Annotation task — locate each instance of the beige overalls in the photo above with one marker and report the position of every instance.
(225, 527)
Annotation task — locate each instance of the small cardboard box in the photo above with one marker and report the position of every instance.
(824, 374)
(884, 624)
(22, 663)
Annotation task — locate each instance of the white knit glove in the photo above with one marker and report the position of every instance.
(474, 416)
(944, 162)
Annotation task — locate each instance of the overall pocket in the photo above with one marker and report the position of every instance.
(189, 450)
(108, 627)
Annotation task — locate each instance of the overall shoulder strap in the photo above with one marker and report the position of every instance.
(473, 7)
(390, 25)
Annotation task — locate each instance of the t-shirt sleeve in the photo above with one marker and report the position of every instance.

┄┄┄┄┄┄┄┄┄┄

EXERCISE INSTRUCTIONS: Substitute "pin" for every occurrence of "marker" in all of the rows above, leaving everything else unchanged.

THE REPLY:
Annotation task — locate each instance of the beige overalls in the photo above with one pin and report the position of every instance.
(225, 527)
Annotation task — locate each instance of the small cardboard box in the photo above with one pin and report the position of every instance.
(824, 374)
(884, 624)
(22, 663)
Annotation task — locate each instance of the white knit glove in the photo above with one pin and report the position of every instance.
(474, 416)
(944, 162)
Annotation task — locate each instance of the overall pocket in the photo above with one pin and report the position of every instance.
(189, 450)
(108, 627)
Annotation task — locate each instance of the overall shoulder strap in the photo above with one pin and report the position of every instance.
(473, 7)
(390, 25)
Annotation task — locate each instance of the t-shirt sleeve in the photo above with one pin and report the position of every instance.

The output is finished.